[Dataset records]

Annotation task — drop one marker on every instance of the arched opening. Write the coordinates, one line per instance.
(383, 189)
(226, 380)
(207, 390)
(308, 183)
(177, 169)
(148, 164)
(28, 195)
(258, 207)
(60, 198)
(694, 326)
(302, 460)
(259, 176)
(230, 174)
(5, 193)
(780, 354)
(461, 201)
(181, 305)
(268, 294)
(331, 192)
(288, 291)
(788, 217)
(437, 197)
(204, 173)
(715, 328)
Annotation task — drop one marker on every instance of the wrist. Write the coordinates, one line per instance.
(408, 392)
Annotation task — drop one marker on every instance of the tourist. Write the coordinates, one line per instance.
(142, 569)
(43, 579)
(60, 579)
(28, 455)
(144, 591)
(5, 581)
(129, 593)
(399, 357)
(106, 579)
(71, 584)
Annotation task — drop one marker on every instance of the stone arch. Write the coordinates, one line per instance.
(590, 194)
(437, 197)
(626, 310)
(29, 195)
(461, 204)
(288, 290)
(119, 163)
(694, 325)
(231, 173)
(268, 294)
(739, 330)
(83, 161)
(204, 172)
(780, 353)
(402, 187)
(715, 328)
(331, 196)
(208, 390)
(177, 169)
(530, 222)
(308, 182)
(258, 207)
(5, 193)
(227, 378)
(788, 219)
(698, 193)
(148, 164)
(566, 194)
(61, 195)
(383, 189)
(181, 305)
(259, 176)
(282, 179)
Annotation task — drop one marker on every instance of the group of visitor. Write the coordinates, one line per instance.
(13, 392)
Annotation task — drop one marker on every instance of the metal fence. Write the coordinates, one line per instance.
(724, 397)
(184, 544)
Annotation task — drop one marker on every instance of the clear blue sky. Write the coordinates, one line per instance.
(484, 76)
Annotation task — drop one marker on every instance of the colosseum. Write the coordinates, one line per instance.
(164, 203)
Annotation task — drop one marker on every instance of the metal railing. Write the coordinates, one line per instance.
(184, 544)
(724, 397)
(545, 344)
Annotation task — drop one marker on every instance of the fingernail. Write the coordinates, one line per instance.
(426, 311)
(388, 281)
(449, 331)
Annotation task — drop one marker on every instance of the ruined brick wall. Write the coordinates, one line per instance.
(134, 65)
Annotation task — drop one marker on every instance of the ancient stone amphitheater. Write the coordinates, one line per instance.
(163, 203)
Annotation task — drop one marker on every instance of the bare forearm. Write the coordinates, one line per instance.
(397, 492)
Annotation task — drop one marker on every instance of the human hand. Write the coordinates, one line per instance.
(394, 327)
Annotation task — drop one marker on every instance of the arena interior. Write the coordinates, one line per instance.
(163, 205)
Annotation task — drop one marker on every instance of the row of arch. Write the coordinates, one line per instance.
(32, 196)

#### [TO DO]
Starting from the line containing "interior. Write the coordinates, one line per instance.", repeat each line through the end of the entries, exactly.

#### [TASK ANSWER]
Annotation task — drop one marker on every instance of the arena interior. Write the coordinates, one line per instance.
(163, 205)
Annotation task — drop one marker on every instance of the row of arch. Write the coordinates, one line per instance.
(32, 196)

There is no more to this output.